▶ WORK REQUEST
For each statement about the court opinion on garbage-can searches below, say yes or no as to whether it agrees with the opinion, and quote the words that decide it: 1. The opinion says that any garbage can placed on a driveway next to a garage may now be searched without a warrant. 2. The district court did not use the term "curtilage." 3. A curtilage line is always the same as the property line.

Discussion of the Searches
As we approach this search problem we shall not endeavor to fashion some convenient rule to fit all situations. That might be useful in some difficult cases for the police and others, including drug dealers, but many situations, as is this one, can reasonably be expected to be primarily fact-based not lending themselves to bright line rules. We do not mean to imply that the decision in this case upholding the garbage can searches means that anybody’s garbage cans placed on the driveway adjacent to his or her garage, regardless of the other facts and circumstances, can henceforth be searched without a warrant. Each case of this nature will involve the weighing of all the relevant factors and the exercise of a fair judgment with due regard for the important constitutional guarantees as defined by Supreme Court and other conforming precedents. Nor does the affirmance of this conviction mean that this court is issuing a pass to the police to violate the Fourth Amendment. The police, whenever they have sufficient grounds and a warrant would be required, absent urgent circumstances, must seek search warrants to properly serve their own and the public purposes. Nor are we suggesting on the other hand that every police peek into a suspicious garbage can, regardless of the surrounding circumstances, requires a warrant. Nor do all those who want to keep their garbage *1112secret need, because of this decision, resort to storing it under their beds. Nor do the important drug war efforts justify the commission of constitutional violations by the police. However, after considering all the factual circumstances of this case, these police searches, in our judgment, do not violate the constitution.
This case would be over if there was a Supreme Court-case “on all fours,” but there is none, nor are there any duplicates in any other circuit which we have been able to find. There are numerous other garbage eases, some similar and some not so similar. Many of those cases would require an unproductive effort to sort out or distinguish the various factual circumstances regardless of the holdings of the cases. There are, however, some applicable guiding principles found in the cases.
Many of the cases mention “curtilage” as a factor, that is an imaginary boundary line between privacy and accessibility to the public. Sometimes that line may be easy to locate as where, for instance, a fence or wall around the home keeps out the public. Sometimes, however, the determination can be difficult. The district court did not use the term, but that is of no consequence if the right criteria are otherwise applied. “The mere intonation of curtilage, however, does not end the inquiry.” United States v. Hedrick, 922 F.2d 396, 399 (7th Cir.1991). A curtilage line is not necessarily the property line. Nor can it be located merely by taking measurements from some other ease or precedent and then by use of a tape measure trying to determine where the curtilage is in a different case.

▶ SUPPLIED MATERIAL
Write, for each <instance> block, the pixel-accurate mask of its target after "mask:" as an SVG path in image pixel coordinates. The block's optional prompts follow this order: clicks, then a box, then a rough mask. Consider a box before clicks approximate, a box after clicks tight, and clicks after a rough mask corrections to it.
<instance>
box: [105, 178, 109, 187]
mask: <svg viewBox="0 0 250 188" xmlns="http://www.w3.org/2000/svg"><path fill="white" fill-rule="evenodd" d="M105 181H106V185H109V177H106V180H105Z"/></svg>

▶ EXERCISE OUTPUT
1. No: "We do not mean to imply that the decision in this case upholding the garbage can searches means that anybody’s garbage cans placed on the driveway adjacent to his or her garage, regardless of the other facts and circumstances, can henceforth be searched without a warrant."
2. Yes: "The district court did not use the term, but that is of no consequence if the right criteria are otherwise applied."
3. No: "A curtilage line is not necessarily the property line."